▶ _Short task 1_
In the GCB Constructions article, swap "meeting minutes" for "administrators' report" and give the passage again, starting at "The names and" and ending at "the meeting minutes.".
▶ _Short task 2_
Please answer these questions from the GCB Constructions article:
(a) Who is the liquidator, and with which firm?
(b) On what date did GCB go into voluntary administration?
(c) How much did GCB owe in superannuation and other staff entitlements, according to initial estimates?
▶ _Short task 3_
Extend the GCB Constructions article with the next few paragraphs.

[Start of Page extract]

Failed builder GCB Constructions has staved off liquidation – for now. Here's what it means for the $47m in debts

Major builder on brink as sites go quiet

Failed builder GCB Constructions has staved off liquidation – for now.

 

A creditor meeting to decide its fate has been adjourned to allow the liquidator to obtain legal advice on certain progress claims made by creditors.

At the rescheduled meeting, on a date to be set, liquidator David Stimpson of SV Partners will recommend liquidation as the only way forward for the company, which has debts of $47m to suppliers, subcontractors, lenders, staff and the tax office.

Mr Stimpson said liquidation was “the only viable option” after a touted arrangement to salvage the company failed to materialise.

GCB went into voluntary administration on July 24, leaving construction of more than 500 apartments in limbo, a day after the QBCC cancelled its licence over a failure to pay debts.

At the first meeting of creditors for the collapsed group, administrators said initial estimates showed it owed more than $5.2m in tax and more than $1.7m in superannuation and other staff entitlements.

Creditors listed: Liquidation tipped for GCB Constructions

August 23, 2023: Flailing Gold Coast building company GCB Constructions owes more than $47m to suppliers, subcontractors, lenders, staff and the tax office, an initial report from administrators has revealed.

Administrator David Stimpson of SV Partners has recommended GCB be tipped into liquidation as “the only viable option” after a touted arrangement to salvage the company failed to materialise.

GCB went into voluntary administration on July 24, leaving construction of more than 500 apartments in limbo, a day after the QBCC cancelled its licence over a failure to pay debts.

At the first meeting of creditors for the collapsed group, administrators said initial estimates showed it owed more than $5.2m in tax and more than $1.7m in superannuation and other staff entitlements.

SCROLL DOWN FOR CREDITOR CLAIM LIST

GCB’s Vantage Ashmore on the Gold Coast. Picture Glenn Hampson
GCB’s Vantage Ashmore on the Gold Coast. Picture Glenn Hampson

The names and amounts owed to unsecured creditors, including subcontractors, suppliers and lenders from Brisbane to northern NSW take up 32 pages of the meeting minutes.

[End of Page extract]
[Start of Supplied data]

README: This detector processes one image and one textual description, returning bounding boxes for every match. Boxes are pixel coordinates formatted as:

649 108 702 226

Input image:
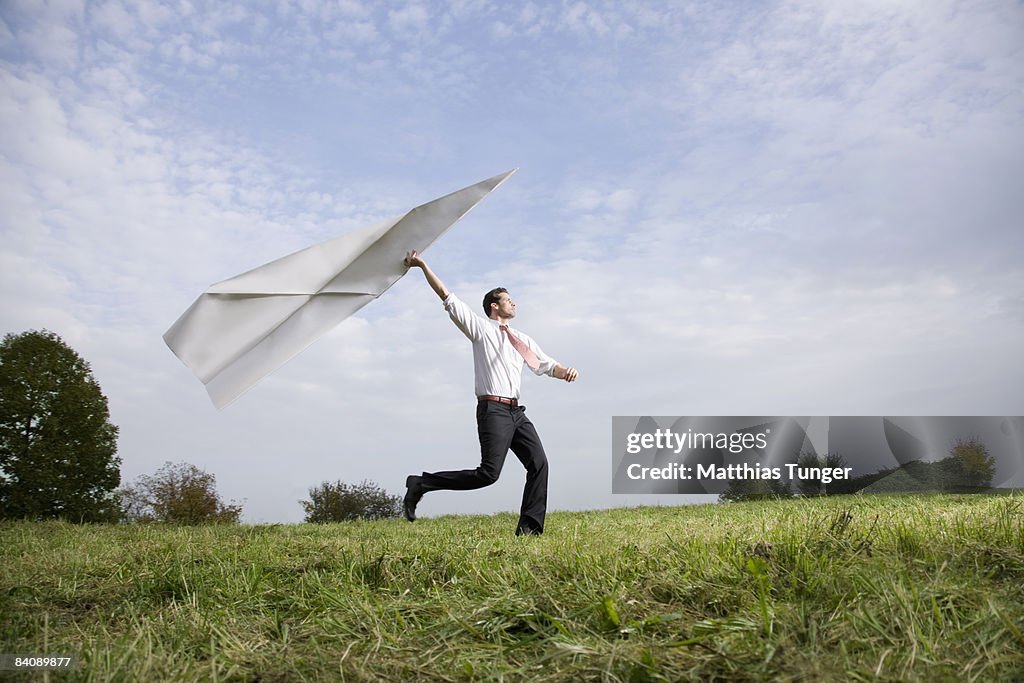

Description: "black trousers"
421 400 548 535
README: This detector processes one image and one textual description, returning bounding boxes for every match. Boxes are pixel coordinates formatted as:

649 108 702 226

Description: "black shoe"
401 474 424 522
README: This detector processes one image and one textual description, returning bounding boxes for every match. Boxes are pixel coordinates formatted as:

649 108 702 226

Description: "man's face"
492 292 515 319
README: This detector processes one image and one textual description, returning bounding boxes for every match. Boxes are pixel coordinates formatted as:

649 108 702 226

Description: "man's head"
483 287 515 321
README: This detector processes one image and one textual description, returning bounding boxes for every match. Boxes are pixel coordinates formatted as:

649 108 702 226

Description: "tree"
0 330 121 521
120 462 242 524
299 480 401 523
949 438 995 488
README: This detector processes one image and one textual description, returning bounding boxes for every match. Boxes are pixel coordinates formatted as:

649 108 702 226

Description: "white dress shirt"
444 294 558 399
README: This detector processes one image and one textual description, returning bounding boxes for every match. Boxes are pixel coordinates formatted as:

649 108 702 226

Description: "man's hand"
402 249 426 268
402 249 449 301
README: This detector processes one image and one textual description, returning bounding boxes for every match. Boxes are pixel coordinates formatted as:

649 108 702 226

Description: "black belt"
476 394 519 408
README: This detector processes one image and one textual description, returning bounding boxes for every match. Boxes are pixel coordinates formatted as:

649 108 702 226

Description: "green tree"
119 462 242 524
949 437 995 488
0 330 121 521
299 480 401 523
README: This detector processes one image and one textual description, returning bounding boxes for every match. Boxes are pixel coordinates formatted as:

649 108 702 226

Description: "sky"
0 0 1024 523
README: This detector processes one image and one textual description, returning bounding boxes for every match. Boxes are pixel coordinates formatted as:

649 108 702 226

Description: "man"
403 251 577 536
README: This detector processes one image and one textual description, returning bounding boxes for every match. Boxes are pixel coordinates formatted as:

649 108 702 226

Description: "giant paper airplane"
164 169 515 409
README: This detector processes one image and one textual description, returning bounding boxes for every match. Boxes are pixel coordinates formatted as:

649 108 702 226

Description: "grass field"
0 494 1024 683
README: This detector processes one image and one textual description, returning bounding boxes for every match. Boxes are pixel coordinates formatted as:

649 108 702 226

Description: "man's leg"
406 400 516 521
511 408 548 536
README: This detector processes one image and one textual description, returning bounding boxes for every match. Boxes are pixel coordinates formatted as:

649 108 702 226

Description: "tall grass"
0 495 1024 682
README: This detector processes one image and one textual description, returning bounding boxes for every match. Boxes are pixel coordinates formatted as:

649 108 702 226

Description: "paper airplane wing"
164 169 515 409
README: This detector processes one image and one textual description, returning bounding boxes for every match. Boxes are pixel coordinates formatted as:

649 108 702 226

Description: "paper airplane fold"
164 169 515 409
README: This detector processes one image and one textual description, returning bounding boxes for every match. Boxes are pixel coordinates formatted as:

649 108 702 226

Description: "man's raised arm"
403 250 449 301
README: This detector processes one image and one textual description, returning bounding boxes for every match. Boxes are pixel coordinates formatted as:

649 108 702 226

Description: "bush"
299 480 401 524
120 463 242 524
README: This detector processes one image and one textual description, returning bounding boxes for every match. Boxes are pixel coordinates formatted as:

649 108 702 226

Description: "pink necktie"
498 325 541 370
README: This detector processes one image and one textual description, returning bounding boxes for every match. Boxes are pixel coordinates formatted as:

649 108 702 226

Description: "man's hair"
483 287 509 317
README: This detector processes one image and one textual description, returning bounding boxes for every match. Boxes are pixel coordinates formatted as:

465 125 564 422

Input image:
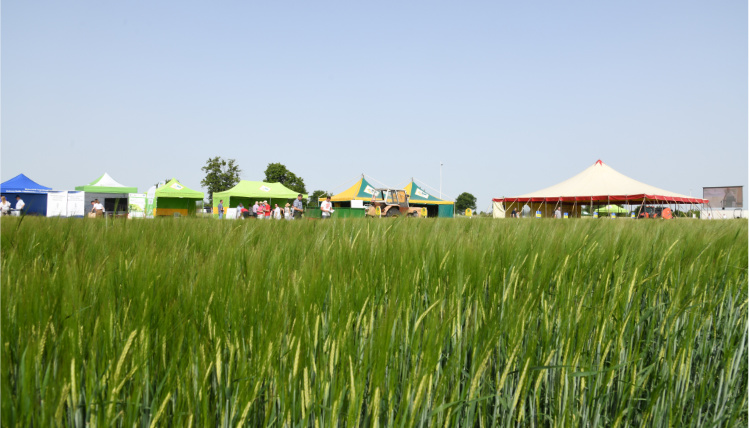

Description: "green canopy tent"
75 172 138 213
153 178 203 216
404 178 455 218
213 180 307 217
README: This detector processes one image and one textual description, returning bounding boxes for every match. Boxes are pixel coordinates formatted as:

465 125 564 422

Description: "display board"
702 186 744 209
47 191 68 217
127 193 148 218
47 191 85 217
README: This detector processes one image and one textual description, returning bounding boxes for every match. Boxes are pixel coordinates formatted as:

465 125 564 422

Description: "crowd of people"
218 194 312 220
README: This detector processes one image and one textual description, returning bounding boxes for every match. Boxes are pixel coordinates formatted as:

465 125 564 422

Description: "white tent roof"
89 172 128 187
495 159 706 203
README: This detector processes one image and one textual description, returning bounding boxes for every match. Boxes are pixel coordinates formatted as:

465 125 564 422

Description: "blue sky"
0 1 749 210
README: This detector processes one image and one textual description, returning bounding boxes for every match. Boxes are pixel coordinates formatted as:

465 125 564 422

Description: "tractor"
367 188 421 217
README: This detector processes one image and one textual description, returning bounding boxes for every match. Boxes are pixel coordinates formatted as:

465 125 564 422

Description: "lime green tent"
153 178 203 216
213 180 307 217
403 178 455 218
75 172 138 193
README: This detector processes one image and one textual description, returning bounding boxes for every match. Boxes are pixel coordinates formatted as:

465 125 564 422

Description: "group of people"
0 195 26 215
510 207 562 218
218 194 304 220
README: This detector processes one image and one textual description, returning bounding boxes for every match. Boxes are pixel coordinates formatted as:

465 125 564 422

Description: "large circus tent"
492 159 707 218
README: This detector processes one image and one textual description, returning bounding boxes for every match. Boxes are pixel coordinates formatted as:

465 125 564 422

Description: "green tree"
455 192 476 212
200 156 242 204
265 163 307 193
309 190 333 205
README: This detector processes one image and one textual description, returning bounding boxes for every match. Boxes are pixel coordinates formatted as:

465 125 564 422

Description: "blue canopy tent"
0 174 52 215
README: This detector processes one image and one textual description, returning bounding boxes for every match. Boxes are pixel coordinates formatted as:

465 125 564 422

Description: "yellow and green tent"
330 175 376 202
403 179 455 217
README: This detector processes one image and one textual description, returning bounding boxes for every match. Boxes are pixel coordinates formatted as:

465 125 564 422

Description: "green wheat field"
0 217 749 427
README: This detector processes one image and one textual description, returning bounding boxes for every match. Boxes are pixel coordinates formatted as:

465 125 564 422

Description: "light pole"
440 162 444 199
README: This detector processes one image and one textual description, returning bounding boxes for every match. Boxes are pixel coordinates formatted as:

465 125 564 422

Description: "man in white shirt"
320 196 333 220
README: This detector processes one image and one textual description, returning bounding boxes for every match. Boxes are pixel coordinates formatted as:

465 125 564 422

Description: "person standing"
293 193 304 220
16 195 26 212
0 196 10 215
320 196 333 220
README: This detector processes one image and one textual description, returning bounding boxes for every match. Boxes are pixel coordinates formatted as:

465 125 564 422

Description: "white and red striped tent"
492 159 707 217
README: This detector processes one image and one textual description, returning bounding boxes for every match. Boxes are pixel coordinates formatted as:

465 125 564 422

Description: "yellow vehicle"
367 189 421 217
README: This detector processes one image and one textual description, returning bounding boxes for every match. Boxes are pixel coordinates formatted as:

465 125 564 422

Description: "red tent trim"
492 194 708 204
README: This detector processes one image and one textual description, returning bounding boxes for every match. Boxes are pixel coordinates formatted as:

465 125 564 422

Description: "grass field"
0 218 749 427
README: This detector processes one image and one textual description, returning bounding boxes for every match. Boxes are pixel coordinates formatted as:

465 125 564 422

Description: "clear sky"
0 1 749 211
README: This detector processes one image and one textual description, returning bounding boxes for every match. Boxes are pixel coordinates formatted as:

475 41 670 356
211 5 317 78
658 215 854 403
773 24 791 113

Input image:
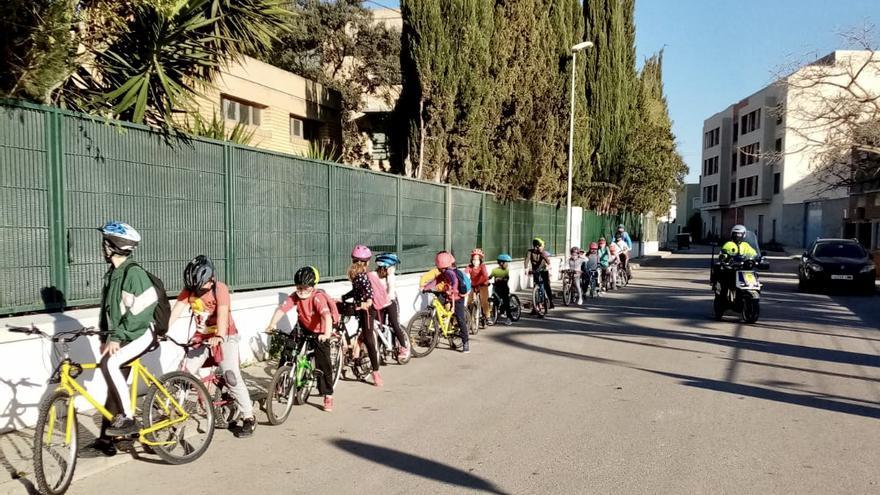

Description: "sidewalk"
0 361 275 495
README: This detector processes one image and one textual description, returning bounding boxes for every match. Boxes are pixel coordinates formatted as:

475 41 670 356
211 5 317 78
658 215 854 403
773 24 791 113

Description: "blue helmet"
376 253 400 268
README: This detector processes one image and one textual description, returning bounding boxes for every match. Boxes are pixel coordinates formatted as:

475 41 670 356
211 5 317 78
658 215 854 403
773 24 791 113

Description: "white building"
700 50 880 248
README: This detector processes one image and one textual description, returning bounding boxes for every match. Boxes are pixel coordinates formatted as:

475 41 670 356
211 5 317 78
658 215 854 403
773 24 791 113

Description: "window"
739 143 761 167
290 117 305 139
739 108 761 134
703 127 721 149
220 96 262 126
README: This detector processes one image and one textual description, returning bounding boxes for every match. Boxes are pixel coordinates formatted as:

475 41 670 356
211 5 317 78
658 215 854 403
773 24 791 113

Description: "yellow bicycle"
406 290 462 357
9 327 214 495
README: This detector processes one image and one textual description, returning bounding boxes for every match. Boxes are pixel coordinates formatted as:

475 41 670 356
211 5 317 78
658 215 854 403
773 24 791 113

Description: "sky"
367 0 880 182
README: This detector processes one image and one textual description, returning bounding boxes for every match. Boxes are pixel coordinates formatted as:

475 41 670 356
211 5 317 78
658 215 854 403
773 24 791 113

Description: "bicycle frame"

[End of Supplied data]

▶ _Result 1_
The names and amounts owed to unsecured creditors, including subcontractors, suppliers and lenders from Brisbane to northern NSW take up 32 pages of the administrators' report.

▶ _Result 2_
(a) David Stimpson of SV Partners
(b) July 24
(c) More than $1.7m

▶ _Result 3_
Page after page, outstanding claims range in value from a few hundreds dollars to a few million, with small and medium trade businesses among the hardest hit.

Some family-owned local businesses are owed six-figure sums.

GCB’s secured creditors – NAB, AssetInsure and Pyramid Capital – will be paid first if there are any funds realised through a liquidation.

Among the claims made against GCB are more than $4.8m claimed by companies related to GCB and/or directed by its sole director Trent Clark.

GCB Constructions Vantage View apartments at Benowa. Picture: David Clark
GCB Constructions Vantage View apartments at Benowa. Picture: David Clark

Administrator David Stimpson of SV Partners said the amounts listed as owed by and owing to GCB in the minutes of the first meeting had not been finalised.

While administrators initially flagged Mr Clark hoped to propose a deed of company arrangement to avoid liquidation, Mr Stimpson said no arrangement had eventuated.

In a 97-page report sent to creditors on Tuesday night, Mr Stimpson said GCB had 22 accounts with NAB - mostly “project specific” accounts.

“Any funds held in the Company’s accounts are likely to be retained by NAB given the debt owed to it,” the report said.

The report said $31.7m was owed to GCB by trade debtors, including Ascot 048, which is listed as owing $11.3m, an amount currently under dispute in court.

Vale (Aus) No 1, linked toDrift developer GDI Group, is listed as owing $5.1m, which is also being tested in the court.

Marine Quarter Southport, developer of the project of the same name, is listed as owing GCB $6.9m; Royal Pines Projects is listed as owing $2.13m; Si Bilinga $1.36m; and Uniting Care is listed as owing $1.64m.

Trent Clark of GCB Constructions.
Trent Clark of GCB Constructions.

According to the report, GCB owned 18 vehicles, including a 2021 Mercedes Benz GLE53 Wagon, secured by NAB, and nine Nissan Navaras.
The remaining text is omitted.